To be done: Rewrite the data below, substituting "each student" for each occurrence of "the class" and leaving everything else unchanged.

Dataset excerpts:
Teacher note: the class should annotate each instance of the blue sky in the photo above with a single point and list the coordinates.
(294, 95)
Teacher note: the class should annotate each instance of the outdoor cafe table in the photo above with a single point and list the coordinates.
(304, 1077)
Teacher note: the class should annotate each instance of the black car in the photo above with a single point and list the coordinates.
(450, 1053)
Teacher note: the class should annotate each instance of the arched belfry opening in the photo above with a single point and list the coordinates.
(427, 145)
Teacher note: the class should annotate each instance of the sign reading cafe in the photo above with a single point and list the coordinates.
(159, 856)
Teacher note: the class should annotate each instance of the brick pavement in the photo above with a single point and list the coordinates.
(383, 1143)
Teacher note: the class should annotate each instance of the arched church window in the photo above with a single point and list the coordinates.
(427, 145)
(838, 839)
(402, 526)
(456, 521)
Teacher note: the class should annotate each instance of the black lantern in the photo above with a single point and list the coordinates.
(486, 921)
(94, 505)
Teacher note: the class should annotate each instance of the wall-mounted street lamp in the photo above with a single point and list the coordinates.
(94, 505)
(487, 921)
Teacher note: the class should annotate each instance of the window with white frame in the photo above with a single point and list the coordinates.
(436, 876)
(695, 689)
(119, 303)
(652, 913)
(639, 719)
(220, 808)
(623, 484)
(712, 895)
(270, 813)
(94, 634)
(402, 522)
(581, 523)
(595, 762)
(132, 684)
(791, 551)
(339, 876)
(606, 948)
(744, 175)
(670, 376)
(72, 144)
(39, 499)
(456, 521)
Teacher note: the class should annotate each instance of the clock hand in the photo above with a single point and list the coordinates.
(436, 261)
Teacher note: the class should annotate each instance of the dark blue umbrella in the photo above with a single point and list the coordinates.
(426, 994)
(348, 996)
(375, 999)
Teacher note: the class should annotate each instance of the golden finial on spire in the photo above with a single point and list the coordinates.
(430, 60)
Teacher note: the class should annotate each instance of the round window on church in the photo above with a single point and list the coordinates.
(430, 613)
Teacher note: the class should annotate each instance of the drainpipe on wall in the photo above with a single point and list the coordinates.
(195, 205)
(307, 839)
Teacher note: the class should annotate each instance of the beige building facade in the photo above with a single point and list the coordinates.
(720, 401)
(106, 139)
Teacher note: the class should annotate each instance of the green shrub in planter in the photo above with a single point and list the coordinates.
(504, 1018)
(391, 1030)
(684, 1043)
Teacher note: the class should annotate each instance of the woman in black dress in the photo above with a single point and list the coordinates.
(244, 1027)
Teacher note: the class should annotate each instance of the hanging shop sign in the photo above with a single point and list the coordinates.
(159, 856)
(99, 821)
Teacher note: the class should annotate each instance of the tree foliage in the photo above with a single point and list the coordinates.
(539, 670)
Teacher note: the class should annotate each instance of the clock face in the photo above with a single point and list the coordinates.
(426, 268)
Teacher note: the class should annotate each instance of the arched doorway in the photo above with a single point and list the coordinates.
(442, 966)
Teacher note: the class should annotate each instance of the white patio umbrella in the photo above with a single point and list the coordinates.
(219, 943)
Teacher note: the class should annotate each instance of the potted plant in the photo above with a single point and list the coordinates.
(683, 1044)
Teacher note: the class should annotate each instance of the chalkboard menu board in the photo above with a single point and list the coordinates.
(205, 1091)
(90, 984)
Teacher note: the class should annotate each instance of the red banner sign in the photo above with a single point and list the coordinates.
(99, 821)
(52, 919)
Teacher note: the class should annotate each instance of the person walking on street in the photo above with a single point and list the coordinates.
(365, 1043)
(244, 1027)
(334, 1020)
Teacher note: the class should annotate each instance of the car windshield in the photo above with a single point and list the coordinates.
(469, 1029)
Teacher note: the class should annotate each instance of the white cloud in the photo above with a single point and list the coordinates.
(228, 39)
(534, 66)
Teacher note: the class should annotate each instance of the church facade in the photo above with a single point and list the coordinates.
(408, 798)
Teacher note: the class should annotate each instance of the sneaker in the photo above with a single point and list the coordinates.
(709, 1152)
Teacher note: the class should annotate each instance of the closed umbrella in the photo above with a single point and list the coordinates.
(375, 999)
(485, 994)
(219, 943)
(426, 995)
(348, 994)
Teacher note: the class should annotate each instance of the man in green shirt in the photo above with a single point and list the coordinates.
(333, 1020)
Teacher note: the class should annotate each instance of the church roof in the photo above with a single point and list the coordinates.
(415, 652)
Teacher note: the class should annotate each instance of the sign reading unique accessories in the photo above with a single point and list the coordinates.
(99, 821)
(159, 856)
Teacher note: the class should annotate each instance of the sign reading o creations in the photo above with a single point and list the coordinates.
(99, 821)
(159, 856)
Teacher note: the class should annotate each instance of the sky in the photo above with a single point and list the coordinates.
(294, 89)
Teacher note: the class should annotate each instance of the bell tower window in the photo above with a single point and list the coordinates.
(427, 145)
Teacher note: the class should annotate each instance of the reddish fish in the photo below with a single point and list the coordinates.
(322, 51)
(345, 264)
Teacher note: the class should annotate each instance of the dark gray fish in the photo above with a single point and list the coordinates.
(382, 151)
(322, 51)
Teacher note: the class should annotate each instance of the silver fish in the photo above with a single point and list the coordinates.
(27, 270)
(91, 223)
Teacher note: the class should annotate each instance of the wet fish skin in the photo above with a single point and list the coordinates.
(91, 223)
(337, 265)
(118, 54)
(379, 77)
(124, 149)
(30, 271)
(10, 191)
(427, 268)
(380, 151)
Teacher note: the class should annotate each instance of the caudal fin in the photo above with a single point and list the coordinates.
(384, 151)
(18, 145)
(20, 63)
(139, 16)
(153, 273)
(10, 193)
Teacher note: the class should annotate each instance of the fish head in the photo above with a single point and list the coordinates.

Complete answer:
Teacher note: each student should annotate each instance of the blue sky in the photo above with a single point and list the coordinates.
(294, 95)
Teacher note: each student should annotate each instance of the outdoor cafe table in the photo above with a single point and list the coordinates.
(304, 1077)
Teacher note: each student should annotate each instance of the black car in the photo above with a single point and list the coordinates.
(450, 1053)
Teacher note: each student should annotate each instance of the arched belfry opening in the photo above with a single point and list the coordinates.
(427, 145)
Teacher note: each student should annotate each instance of the sign reading cafe in the photo above with a single point and list the coordinates.
(159, 856)
Teacher note: each student should annotate each instance of the brick pavement in the photo above with a single point and list the coordinates.
(383, 1143)
Teacher note: each student should annotate each instance of the arched church window in the photo above with a single point and list the coordinates.
(427, 145)
(838, 839)
(402, 526)
(456, 521)
Teacher note: each student should annotate each instance of the black lantern in the photo above with a single point and list the coordinates.
(486, 921)
(94, 505)
Teacher note: each student should annotate each instance of the wall-mounted street lamp in the photo above with a single point and list the coordinates.
(94, 505)
(487, 921)
Teacher note: each student should annotate each instance of the window with white frame in the photo above with a single point and list the coordinates.
(436, 876)
(695, 689)
(119, 303)
(652, 913)
(639, 719)
(220, 808)
(623, 484)
(712, 895)
(270, 813)
(94, 634)
(402, 522)
(581, 523)
(595, 762)
(132, 684)
(791, 551)
(339, 876)
(606, 948)
(744, 175)
(670, 376)
(72, 144)
(39, 499)
(456, 521)
Teacher note: each student should annotate each instance of the clock hand in the photo above with a single point and list the coordinates.
(436, 261)
Teacher note: each student should annotate each instance of the dark blue umbrella in the photo above with a single point and list the coordinates.
(426, 994)
(348, 996)
(375, 999)
Teacher note: each student should annotate each instance of the golden finial on spire in the photo above with a single point and list the coordinates.
(430, 60)
Teacher note: each student should annotate each instance of the round window on church in the photo above with a single point and list the coordinates.
(430, 613)
Teacher note: each student should annotate each instance of the drainpipe on wall in the photo above with a single point and list the coordinates.
(195, 205)
(307, 839)
Teacher note: each student should annotate each instance of the beige building facade in the photo above with a single point and list the coordinates.
(720, 401)
(106, 139)
Teacher note: each student should annotate each instance of the green shrub in planter in the photo above with a single point and list the coordinates.
(504, 1018)
(391, 1030)
(684, 1043)
Teacher note: each student should annotate each instance of the woman in black dress in the photo above with a single point and list the coordinates.
(244, 1027)
Teacher note: each student should annotate each instance of the hanging shop sign in the photo above with a single point and list the coordinates.
(159, 856)
(99, 821)
Teacher note: each student should annotate each instance of the tree foliage in the photo above with a single point and list the coordinates.
(539, 670)
Teacher note: each student should annotate each instance of the clock face in the photo above with a single point and list the coordinates.
(426, 268)
Teacher note: each student should annotate each instance of the arched doorway in the photo above with a single point and list the coordinates.
(442, 966)
Teacher note: each student should annotate each instance of the white patio umbrella in the photo above with a single point and list the coordinates.
(219, 943)
Teacher note: each student should annotate each instance of the potted plant in the photo above with a single point and list the coordinates.
(683, 1044)
Teacher note: each student should annotate each instance of the chalkboard menu board in the photo above with a single point and list the coordinates.
(205, 1091)
(90, 984)
Teacher note: each student should annotate each instance of the red banner sign in the photo above with a single point and list the coordinates.
(99, 821)
(52, 919)
Teacher note: each student should annotate each instance of the person walking on street in the photo above with a single point and list the coordinates.
(365, 1043)
(244, 1027)
(334, 1020)
Teacher note: each student should annotate each instance of the car windshield in the photo above with a single point and list the coordinates.
(469, 1029)
Teacher note: each student should annotate each instance of the white cloud in the photo above with a single point and list the coordinates.
(228, 39)
(534, 66)
Teacher note: each student should annotate each instance of the church facade in the photo above with a single point and list the coordinates.
(408, 798)
Teacher note: each student should annotate each instance of the sneaker in the photo above with a single point and list the coordinates.
(709, 1152)
Teacher note: each student should annotate each instance of the closed umbrella in the photo above with a single point and list the coordinates.
(375, 999)
(485, 994)
(219, 943)
(426, 995)
(348, 994)
Teacher note: each student should annotate each instance of the man in green shirt in the photo above with a single point and list the coordinates.
(333, 1020)
Teacher note: each student should annotate each instance of the church roof in the photo above with a single point and list the coordinates.
(415, 652)
Teacher note: each student should annotate each instance of the sign reading unique accessories in the photo above with a single point and list the coordinates.
(99, 821)
(159, 856)
Teacher note: each student should annotate each instance of the sign reading o creations in the photo above with a single point and list the coordinates.
(99, 821)
(159, 856)
Teacher note: each student should annotate each instance of the sky in the photo above with a single point and list the coordinates.
(294, 89)
Teacher note: each student should annotate each instance of the bell tower window in the photo above with a single point and list the coordinates.
(427, 145)
Teacher note: each student should annotate each instance of the reddish fish in the photo below with a single point and list the coordinates.
(322, 51)
(345, 264)
Teacher note: each student should annotate each instance of the dark gray fish in the photo above with a single point and list the coordinates.
(382, 151)
(322, 51)
Teacher note: each student should annotate each instance of the silver fish in the photo above with a single point and list the coordinates.
(27, 270)
(91, 223)
Teacher note: each student should annotate each instance of the wet fish skin in the photo above with a single point and list the coordinates.
(91, 223)
(337, 265)
(118, 54)
(379, 77)
(124, 149)
(30, 271)
(10, 191)
(427, 268)
(380, 151)
Teacher note: each student should annotate each instance of the caudal fin in the photo above with a single point and list the coordinates.
(384, 151)
(18, 145)
(20, 63)
(139, 16)
(153, 273)
(10, 193)
Teacher note: each student should annotate each instance of the fish head in the photo above with a single point and list the coordinates.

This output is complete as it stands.